TEXT PASSAGE –
..............................

David and I spent the weekend in COVID jail – not because we had the virus, but because we didn’t. He had some minor surgery on his hand on Monday at the VA in Dallas, and as part of the pre-op procedure, we had to go in Friday for him to have a COVID test. The results were negative, but as we were leaving, the nurse said, “You’ll need to self-quarantine until the procedure on Monday.” Not too bad, we thought at first. Then we began to think about specifics.
“Are you gonna text the Schutters’ and let them know we won’t be at Home Group tonight?” asked David. Dirk was serving bratwurst and red cabbage, so I had done an Internet search for an appropriate side dish. I had prepared pickled beets and eggs earlier in the week so the eggs would have plenty of time to absorb the flavor and the color. I had even dragged out a decorative platter – as opposed to my usual redneck Tupperware – so I could create an attractive presentation. I explained to David that I planned to drop my contribution off – at a proper distance – and that I’d let them know what was going on while I was there.
After a few minutes of silence, I said, “I guess we can’t go to the gym this afternoon either.” Since the first of the year, with very few exceptions other than the shutdown, we’ve worked out five days a week. Missing one day may not seem like a big deal, but at our age it takes a lot longer to gain physical fitness than to lose it. And who knows how long it will be before David can do a full workout since it’s probably not a good idea to lift weights with stitches in your hand.

..............................

PROMPT A – Set down word for word the part of the quarantine passage that begins at the words "After a few" and stops after the words "in your hand.".
PROMPT B – Decide whether each statement agrees with the quarantine passage, answering yes or no and quoting the words that settle it: (i) David's COVID test came back positive; (ii) the pickled beets and eggs were prepared earlier in the week; (iii) Dirk was serving bratwurst and red cabbage.

[Collection entries]
..............................

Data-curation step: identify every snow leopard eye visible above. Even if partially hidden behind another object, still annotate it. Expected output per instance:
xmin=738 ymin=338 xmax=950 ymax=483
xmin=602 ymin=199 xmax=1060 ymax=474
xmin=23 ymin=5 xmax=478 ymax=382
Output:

..............................

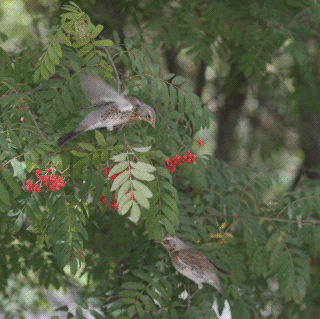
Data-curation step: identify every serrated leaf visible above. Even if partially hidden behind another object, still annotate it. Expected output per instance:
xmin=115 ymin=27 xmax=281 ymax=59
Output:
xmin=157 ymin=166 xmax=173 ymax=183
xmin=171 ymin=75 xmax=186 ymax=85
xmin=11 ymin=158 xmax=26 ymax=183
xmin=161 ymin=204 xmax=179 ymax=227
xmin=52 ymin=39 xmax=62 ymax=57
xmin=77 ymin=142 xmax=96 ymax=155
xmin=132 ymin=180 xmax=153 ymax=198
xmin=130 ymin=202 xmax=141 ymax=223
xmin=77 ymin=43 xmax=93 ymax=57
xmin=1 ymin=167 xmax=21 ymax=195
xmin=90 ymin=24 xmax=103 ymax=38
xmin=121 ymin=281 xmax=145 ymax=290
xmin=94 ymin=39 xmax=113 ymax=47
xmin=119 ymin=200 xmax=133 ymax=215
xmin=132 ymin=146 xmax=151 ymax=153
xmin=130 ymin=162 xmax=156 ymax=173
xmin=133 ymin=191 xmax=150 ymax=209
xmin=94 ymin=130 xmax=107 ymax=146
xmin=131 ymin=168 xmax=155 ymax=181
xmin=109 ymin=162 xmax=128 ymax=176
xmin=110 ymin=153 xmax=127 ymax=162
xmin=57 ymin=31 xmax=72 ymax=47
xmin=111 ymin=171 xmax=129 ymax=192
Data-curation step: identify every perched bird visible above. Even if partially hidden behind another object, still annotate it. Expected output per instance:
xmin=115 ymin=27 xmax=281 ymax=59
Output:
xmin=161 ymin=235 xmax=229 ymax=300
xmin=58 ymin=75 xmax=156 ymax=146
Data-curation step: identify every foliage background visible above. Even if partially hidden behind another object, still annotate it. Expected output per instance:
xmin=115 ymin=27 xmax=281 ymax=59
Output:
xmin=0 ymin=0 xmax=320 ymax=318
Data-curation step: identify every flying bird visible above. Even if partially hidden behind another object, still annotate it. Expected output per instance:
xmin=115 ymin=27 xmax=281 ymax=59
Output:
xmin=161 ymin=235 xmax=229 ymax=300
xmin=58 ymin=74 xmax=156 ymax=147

..............................

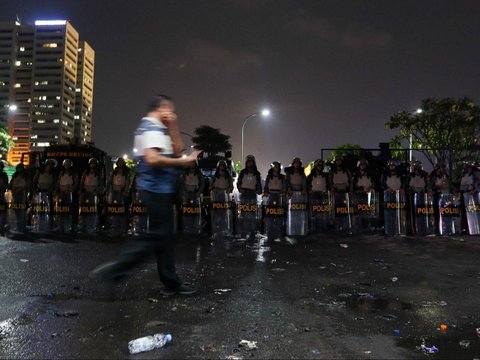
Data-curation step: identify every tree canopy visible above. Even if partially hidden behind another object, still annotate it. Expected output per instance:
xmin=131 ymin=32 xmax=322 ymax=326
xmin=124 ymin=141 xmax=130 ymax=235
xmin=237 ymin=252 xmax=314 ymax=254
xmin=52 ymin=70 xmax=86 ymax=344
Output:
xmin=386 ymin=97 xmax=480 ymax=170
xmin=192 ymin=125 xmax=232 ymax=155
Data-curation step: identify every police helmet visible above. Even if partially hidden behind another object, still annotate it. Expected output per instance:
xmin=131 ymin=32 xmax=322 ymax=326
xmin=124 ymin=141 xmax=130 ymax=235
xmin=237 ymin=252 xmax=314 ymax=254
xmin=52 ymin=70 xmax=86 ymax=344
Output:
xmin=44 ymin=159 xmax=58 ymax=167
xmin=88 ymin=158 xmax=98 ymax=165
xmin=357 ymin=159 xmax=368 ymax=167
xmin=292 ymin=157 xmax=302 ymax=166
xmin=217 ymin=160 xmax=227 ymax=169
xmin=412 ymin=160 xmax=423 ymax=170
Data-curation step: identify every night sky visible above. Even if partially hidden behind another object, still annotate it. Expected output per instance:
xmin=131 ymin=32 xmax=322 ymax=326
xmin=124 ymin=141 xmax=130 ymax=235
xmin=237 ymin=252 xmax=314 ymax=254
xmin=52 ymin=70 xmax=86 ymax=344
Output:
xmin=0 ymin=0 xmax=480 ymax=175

..............................

RESPONSE A –
After a few minutes of silence, I said, “I guess we can’t go to the gym this afternoon either.” Since the first of the year, with very few exceptions other than the shutdown, we’ve worked out five days a week. Missing one day may not seem like a big deal, but at our age it takes a lot longer to gain physical fitness than to lose it. And who knows how long it will be before David can do a full workout since it’s probably not a good idea to lift weights with stitches in your hand.

RESPONSE B –
(i) No: "The results were negative"
(ii) Yes: "I had prepared pickled beets and eggs earlier in the week"
(iii) Yes: "Dirk was serving bratwurst and red cabbage"